Recuerdo aquel momento en que mi sobrina María del Carmen le aclaró a su mejor amiga "Bueno, a mi tio le permito que me diga Carmelita porque siempre me ha llamado así". En el entendido de la familiaridad, de la convivencia diaria y del cariño; de la misma manera, los que nacimos leyéndola, escuchándola y que cuenta con nuestra admiración y respeto, le llamamos y llamaremos Elenita.
Elan Aguilar
Nota de El País. España. Juan Diego Quesada-
A la escritora le sonó el teléfono a primera hora de la mañana y
pensaba que se trataba de un editor de EL PAÍS con alguna queja sobre el
texto que había enviado el día anterior acerca de la obra de Doris
Lessing. Al otro lado de la línea estaba el presidente del galardón. Lo
primero que le vino a la mente, como mujer que no se calla ante nada, fue la compleja situación social que vive su país. “Me da muchísimo gusto por México. Como ahora estamos
bocabajeados,
muy divididos. El país está sin fe en sí mismo y un premio así, sobre
todo si lleva el nombre de Cervantes, levanta el ánimo”, dice.
La mexicana, autora de la célebre obra
La noche de Tlatelolco (1971), pone su nombre al lado de otros ilustres compatriotas como Octavio Paz, Carlos Fuentes, José Emilio Pacheco y Sergio Pitol.
Lo hace rodeada de su familia, los gatos, el perro, los libros y un
cojín con la caricatura de Andrés Manuel López Obrador, el candidato de
izquierdas a las elecciones generales del año pasado que le ofreció
formar parte de su gabinete en caso de que llegase a presidente. Eso no
llegó a ocurrir pero ella tampoco hubiese dado el paso.
Llegados hasta este punto, tocaba el momento de reflexionar sobre el éxito.
-Es algo en lo que no hay que creer. Hay que creer en la vocación, el
amor en lo que haces. Hay que amar el oficio. Me acuerdo que en la tele
mexicana había un payaso mexicano que se llamaba Cepillín que todo el
mundo lo veía mucho. Un día, pum, desapareció.
-Pero su éxito no es para nada efímero…
-El mío no porque yo estoy a punto de ser efímera. Yo ya tengo 81
años. El año que entra tengo 82. Ocho años para 90. Soy un pollito.
La memoria de la escritora se alimenta de las anécdotas que vivió al
lado de algunos de los personajes más importantes que vivieron durante
el siglo pasado en México: “Buñuel si se enterara diría: ‘ay, la
muchacha de la leña se sacó un premio’. Hacía muchísimo frío en su casa y
tenía una chimenea. Yo siempre le llevaba leña que compraba en la
calle. Ya no venden leña en la calle”. En este rato la tranquila
callecita empedrada con aire provinciano en la que vive se ha llenado de
periodistas.

QUÉ HACER
#1 Responde estas preguntas con lo que dice la nota sobre la escritora premiada:
(a) ¿Quién creía la escritora que la llamaba cuando sonó el teléfono por la mañana?
(b) ¿Cuántos años dice que tiene?
(c) ¿Qué le llevaba siempre a Buñuel?
#2 Retoma la nota sobre la escritora premiada y sigue escribiéndola desde su última oración.
Este material viene de otra fuente.

DATOS PROPORCIONADOS
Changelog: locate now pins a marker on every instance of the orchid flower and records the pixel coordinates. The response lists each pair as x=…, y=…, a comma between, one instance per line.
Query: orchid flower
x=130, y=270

RESPUESTAS POR TAREA
#1
(a) Un editor de EL PAÍS con alguna queja sobre el texto que ella había enviado el día anterior acerca de la obra de Doris Lessing.
(b) 81 años.
(c) Leña que compraba en la calle.

#2
La también ensayista sufre por los reporteros que esperan en la
puerta. “¡Ay, pobrecita!”, exclama cuando ve, por la ventana, a una con
los brazos cruzados y nerviosa. Ella, al fin y al cabo, insiste en que
es ante todo periodista. “Los que más contentos se pueden poner por este
premio son los periodistas. Yo hago lo mismo que tú pero no tengo un
aparato tan maravilloso (teléfono inteligente), tengo un aparato del año
de la canica y hago entrevistas. A los periodistas se les trata feo, se
les hace esperar. Pon todo eso”, sigue.
El último rey de Polonia se llamó Estanislao II Poniatowski. Hija de
un príncipe polaco, se trata casi un pariente para ella. “¡Qué bueno que
las aristócratas sí hagamos algo! Lo único que hacen ellos es rascarse
la panza. Yo por los menos traté de rascarme el coco”. Lo que es seguro
es que en todos estos años no dejó de preguntar. De respuestas ha
llenado un relato que bien merecido se lleva un Cervantes.
Nota de El País. España- Juan Cruz
Sonríe siempre Elena Poniatowska. “Porque tengo hacia los demás una actitud de bienvenida”.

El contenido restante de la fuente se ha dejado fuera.